## Gestellte Aufgabe
Suche in den folgenden Daten jede Zeile, in der das Wort „woman“ vorkommt, und schreibe diese Zeilen unverändert ab.

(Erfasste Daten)
■ ■ ■

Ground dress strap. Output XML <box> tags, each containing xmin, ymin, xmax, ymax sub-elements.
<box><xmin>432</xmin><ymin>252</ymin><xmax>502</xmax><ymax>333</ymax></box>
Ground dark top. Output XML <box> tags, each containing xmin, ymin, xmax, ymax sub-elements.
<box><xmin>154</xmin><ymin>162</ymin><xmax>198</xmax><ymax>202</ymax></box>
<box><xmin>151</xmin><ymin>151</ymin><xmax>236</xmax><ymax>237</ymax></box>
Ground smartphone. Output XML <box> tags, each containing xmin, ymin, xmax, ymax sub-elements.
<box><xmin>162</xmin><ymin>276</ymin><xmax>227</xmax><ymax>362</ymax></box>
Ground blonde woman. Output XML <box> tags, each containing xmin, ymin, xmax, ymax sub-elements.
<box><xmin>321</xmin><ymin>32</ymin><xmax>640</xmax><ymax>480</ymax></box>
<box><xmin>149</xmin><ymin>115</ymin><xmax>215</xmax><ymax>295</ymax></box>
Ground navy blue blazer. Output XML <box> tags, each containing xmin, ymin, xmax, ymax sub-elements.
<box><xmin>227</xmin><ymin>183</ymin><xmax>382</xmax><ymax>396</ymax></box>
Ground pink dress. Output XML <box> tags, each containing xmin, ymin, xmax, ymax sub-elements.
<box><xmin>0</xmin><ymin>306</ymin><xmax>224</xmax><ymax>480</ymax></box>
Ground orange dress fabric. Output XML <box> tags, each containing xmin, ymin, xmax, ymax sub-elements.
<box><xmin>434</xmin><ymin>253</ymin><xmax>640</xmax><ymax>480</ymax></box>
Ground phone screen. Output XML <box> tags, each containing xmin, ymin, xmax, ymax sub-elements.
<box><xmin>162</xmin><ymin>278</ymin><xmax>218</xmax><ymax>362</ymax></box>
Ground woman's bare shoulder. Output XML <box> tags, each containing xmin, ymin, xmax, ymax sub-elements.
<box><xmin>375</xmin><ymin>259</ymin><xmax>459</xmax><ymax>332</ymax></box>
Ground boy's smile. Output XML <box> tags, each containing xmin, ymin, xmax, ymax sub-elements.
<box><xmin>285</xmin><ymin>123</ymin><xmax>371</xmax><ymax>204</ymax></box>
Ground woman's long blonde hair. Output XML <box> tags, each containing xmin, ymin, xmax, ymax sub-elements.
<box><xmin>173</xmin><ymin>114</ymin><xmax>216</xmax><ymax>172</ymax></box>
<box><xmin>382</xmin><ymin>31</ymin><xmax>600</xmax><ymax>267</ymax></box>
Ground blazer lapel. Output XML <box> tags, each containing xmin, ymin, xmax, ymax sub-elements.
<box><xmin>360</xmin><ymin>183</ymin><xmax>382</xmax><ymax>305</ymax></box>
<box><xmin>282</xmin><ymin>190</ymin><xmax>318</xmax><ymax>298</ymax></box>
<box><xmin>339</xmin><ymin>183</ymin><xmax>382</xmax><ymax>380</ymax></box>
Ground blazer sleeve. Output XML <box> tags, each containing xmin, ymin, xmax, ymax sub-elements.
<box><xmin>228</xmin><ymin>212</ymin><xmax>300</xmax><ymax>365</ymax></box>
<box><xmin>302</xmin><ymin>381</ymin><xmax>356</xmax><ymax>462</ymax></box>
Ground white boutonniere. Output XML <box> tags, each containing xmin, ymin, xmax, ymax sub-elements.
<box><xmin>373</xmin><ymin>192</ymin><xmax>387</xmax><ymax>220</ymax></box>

■ ■ ■

## Ergebnis der Aufgabe
Ground blonde woman. Output XML <box> tags, each containing xmin, ymin, xmax, ymax sub-elements.
Ground woman's bare shoulder. Output XML <box> tags, each containing xmin, ymin, xmax, ymax sub-elements.
Ground woman's long blonde hair. Output XML <box> tags, each containing xmin, ymin, xmax, ymax sub-elements.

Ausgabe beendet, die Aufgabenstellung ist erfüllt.